Task requirements:
Rewrite the lines below as a numbered list, leaving out any blank lines.

════════════════

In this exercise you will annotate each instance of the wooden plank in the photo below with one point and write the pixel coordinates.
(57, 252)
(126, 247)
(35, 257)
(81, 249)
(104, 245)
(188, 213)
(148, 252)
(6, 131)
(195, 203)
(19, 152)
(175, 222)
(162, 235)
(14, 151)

════════════════

The result:
1. In this exercise you will annotate each instance of the wooden plank in the photo below with one point and write the pixel coordinates.
2. (57, 252)
3. (126, 247)
4. (35, 257)
5. (81, 249)
6. (104, 245)
7. (188, 213)
8. (148, 252)
9. (6, 131)
10. (195, 203)
11. (19, 152)
12. (175, 222)
13. (162, 235)
14. (14, 151)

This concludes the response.